• What you have to do:
Filter these entries, keeping only lines that hold the word "Target".

Point localization data:
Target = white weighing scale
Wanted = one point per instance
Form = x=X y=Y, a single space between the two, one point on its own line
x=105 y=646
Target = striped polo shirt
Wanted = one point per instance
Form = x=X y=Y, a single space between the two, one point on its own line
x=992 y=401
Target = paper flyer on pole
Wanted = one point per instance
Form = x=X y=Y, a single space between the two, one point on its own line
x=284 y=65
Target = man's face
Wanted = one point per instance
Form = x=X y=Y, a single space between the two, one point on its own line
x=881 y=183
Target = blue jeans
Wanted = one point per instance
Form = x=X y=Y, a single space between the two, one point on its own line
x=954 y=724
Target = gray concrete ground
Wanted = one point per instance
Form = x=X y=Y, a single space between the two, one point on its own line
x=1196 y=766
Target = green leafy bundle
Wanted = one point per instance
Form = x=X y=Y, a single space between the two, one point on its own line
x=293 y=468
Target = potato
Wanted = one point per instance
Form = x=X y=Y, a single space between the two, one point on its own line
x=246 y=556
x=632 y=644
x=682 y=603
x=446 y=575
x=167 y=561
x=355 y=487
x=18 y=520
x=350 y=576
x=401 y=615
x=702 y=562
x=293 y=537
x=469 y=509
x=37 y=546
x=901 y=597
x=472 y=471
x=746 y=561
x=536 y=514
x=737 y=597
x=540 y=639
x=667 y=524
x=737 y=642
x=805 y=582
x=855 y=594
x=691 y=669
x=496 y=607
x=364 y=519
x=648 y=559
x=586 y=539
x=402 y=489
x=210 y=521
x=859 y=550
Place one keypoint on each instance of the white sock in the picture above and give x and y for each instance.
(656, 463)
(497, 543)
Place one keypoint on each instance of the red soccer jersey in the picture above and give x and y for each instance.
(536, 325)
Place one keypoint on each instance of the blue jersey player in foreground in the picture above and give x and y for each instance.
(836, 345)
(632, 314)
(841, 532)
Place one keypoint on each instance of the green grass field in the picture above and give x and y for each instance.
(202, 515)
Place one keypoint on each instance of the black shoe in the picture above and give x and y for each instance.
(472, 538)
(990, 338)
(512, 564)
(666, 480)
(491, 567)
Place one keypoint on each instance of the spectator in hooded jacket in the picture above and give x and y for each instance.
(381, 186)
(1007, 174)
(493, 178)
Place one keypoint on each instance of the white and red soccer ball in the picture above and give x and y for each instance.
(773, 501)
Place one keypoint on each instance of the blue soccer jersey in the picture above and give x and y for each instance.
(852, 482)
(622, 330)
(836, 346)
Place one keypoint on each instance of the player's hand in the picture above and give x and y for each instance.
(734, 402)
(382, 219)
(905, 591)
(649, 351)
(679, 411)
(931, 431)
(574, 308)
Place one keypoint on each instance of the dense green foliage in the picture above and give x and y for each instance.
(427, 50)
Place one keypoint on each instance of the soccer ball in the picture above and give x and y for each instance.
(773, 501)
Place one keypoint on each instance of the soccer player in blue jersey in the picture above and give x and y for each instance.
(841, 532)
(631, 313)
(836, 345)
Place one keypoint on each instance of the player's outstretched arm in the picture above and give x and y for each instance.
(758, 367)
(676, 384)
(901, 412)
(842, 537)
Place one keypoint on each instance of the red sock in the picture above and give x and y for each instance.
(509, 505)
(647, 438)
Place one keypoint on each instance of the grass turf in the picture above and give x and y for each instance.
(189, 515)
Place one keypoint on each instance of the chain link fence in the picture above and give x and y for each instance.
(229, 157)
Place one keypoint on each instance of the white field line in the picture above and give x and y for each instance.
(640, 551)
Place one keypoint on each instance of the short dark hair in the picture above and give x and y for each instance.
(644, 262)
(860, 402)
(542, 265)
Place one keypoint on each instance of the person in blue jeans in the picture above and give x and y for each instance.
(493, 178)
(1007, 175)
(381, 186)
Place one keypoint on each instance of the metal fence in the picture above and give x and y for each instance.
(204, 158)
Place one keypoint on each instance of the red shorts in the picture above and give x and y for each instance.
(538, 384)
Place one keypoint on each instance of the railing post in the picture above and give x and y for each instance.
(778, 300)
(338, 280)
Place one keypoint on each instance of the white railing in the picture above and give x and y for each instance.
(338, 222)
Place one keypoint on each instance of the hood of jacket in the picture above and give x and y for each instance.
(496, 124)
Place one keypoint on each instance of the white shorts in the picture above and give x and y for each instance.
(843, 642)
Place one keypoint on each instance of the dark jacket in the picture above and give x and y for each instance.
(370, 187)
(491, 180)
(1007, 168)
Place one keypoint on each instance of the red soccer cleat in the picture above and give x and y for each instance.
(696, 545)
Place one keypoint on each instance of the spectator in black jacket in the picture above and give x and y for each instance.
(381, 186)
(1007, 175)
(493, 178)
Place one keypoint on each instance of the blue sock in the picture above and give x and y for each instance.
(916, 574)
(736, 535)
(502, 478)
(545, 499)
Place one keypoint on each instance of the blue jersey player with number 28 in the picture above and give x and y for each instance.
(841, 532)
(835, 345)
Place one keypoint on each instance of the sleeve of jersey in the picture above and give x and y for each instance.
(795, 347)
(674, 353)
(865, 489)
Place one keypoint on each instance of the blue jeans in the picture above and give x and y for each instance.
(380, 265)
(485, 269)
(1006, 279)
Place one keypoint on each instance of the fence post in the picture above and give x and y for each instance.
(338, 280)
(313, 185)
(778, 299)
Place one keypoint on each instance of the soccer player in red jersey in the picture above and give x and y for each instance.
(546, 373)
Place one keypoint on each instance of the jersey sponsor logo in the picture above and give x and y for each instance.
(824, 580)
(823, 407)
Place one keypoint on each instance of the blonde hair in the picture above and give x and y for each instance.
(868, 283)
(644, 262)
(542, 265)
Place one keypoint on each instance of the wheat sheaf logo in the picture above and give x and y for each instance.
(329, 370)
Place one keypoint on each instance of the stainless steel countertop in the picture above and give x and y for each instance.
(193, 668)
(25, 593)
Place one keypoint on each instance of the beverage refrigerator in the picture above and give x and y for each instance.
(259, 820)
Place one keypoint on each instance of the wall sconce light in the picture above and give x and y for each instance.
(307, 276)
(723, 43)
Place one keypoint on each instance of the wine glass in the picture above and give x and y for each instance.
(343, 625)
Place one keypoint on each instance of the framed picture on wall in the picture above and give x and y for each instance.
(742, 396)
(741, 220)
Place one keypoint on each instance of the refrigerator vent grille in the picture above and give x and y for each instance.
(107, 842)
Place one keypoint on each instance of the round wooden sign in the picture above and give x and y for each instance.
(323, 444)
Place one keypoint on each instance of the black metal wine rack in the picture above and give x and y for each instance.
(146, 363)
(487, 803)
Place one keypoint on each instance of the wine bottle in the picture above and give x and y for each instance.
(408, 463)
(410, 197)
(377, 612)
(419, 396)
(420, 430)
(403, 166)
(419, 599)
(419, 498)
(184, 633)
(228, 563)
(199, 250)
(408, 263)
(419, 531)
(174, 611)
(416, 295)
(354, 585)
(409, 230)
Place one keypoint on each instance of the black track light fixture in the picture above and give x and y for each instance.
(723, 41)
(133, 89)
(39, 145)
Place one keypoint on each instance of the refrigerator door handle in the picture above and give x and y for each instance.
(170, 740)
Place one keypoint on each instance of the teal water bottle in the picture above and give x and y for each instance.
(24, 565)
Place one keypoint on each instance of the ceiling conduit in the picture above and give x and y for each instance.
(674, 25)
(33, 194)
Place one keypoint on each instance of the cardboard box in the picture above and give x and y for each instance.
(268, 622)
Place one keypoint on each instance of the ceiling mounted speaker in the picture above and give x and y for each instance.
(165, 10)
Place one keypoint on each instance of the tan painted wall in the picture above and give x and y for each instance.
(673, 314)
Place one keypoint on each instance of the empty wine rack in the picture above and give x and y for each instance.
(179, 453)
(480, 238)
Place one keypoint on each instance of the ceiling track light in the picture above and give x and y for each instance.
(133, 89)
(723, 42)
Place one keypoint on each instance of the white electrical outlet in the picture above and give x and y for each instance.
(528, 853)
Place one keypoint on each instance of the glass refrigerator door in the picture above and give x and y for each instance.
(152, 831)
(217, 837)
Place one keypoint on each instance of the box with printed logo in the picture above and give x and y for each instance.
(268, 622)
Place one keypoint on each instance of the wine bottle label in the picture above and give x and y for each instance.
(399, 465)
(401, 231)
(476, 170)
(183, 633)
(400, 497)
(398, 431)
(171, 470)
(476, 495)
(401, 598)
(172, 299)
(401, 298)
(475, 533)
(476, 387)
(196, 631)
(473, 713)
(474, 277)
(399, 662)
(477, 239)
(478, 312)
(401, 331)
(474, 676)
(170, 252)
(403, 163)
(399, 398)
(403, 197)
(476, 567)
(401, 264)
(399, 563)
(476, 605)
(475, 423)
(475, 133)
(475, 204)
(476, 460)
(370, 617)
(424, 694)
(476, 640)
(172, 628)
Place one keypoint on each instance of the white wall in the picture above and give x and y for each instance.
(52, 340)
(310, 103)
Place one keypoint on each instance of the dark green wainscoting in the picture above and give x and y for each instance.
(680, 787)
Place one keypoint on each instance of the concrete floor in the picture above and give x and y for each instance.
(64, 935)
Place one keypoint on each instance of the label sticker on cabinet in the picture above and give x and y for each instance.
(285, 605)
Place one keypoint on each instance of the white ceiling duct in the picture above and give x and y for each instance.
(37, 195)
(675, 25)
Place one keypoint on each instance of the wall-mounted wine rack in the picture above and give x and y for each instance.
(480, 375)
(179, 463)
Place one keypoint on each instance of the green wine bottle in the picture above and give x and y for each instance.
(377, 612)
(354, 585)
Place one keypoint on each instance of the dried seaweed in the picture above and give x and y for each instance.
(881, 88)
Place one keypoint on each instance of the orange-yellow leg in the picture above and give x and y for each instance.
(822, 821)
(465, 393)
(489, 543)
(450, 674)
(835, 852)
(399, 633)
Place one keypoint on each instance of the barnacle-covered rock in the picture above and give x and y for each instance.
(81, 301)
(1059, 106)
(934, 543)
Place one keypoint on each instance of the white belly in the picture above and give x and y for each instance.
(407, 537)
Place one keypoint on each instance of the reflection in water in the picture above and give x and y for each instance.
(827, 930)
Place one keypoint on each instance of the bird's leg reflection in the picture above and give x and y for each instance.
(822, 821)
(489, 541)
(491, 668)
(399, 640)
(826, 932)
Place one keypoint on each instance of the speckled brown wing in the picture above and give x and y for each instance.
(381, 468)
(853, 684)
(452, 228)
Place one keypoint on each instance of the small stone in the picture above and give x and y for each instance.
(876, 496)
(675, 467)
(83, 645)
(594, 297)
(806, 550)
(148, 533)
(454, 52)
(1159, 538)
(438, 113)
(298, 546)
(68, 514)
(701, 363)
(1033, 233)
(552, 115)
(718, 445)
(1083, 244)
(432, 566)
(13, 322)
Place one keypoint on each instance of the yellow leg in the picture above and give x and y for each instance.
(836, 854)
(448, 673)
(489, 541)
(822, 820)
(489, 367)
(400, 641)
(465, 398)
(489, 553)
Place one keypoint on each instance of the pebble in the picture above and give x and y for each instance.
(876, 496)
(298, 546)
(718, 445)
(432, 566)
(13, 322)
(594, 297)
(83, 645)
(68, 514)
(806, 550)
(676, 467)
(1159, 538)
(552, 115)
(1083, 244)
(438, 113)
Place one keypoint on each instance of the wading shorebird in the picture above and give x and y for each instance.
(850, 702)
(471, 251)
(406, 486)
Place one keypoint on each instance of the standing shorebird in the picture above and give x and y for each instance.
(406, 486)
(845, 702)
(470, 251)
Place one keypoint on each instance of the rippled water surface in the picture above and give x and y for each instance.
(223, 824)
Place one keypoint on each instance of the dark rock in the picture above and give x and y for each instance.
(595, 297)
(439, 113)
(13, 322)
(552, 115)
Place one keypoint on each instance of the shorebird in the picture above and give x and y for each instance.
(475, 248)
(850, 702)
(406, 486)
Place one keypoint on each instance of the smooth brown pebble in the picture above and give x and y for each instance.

• Output:
Target = white weighing scale
Target = striped polo shirt
Target = paper flyer on pole
Target = man's face
Target = blue jeans
Target = gray concrete ground
Target = green leafy bundle
Target = potato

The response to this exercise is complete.